• _TRECHO DO TEXTO_
------------------------------------------------------------

Nesses termos Jorge, liderança da Terra Indígena Pirakuá, município de Bela Vista (MS), foi externando sua esperança, apesar de tudo. Fomos visitar sua família, nuclear e extensa, em seu espaço ao pé da mata e da montanha. Foram dias de intenso mergulho na vida, cultura e desafios do povo Guarani. Tínhamos muita sede de conhecer a terra e a gente da comunidade da primeira retomada, da longa luta pela terra Kaiowá Guarani das últimas décadas.
Um pouco da história e da luta
Pirakuá, que quer dizer o buraco do peixe, é um tekohá retomado em 1985. Foi a primeira terra reconquistada desde 1925, quando do processo de confinamento em pequenas áreas ou reservas, pelo Serviço de Proteção ao Índio (SPI). "É pena que o pirakuá (o buraco do peixe) tenha ficado fora da demarcação", comenta Jorge. De fato é um lugar muito bonito e significativo, povoado de lendas e mitos, numa das voltas do rio Apa.

------------------------------------------------------------

• _DADOS FORNECIDOS_
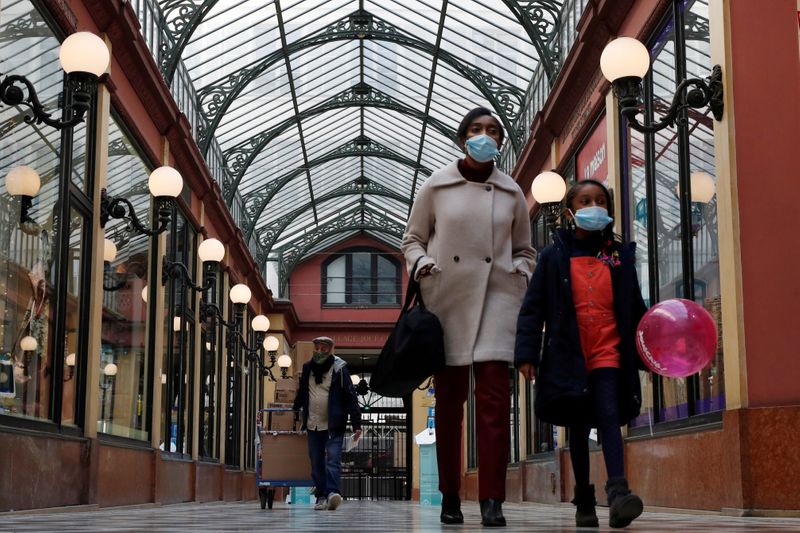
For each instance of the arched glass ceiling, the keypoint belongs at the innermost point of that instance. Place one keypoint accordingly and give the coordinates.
(340, 109)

------------------------------------------------------------

• _REQUISITOS DA TAREFA_
Transcreva do trecho sobre Pirakuá tudo o que vai desde "Nesses termos Jorge, liderança" até "do rio Apa.". A listagem não tem relação com o trecho sobre Pirakuá.

• _RESPOSTA_
Nesses termos Jorge, liderança da Terra Indígena Pirakuá, município de Bela Vista (MS), foi externando sua esperança, apesar de tudo. Fomos visitar sua família, nuclear e extensa, em seu espaço ao pé da mata e da montanha. Foram dias de intenso mergulho na vida, cultura e desafios do povo Guarani. Tínhamos muita sede de conhecer a terra e a gente da comunidade da primeira retomada, da longa luta pela terra Kaiowá Guarani das últimas décadas.
Um pouco da história e da luta
Pirakuá, que quer dizer o buraco do peixe, é um tekohá retomado em 1985. Foi a primeira terra reconquistada desde 1925, quando do processo de confinamento em pequenas áreas ou reservas, pelo Serviço de Proteção ao Índio (SPI). "É pena que o pirakuá (o buraco do peixe) tenha ficado fora da demarcação", comenta Jorge. De fato é um lugar muito bonito e significativo, povoado de lendas e mitos, numa das voltas do rio Apa.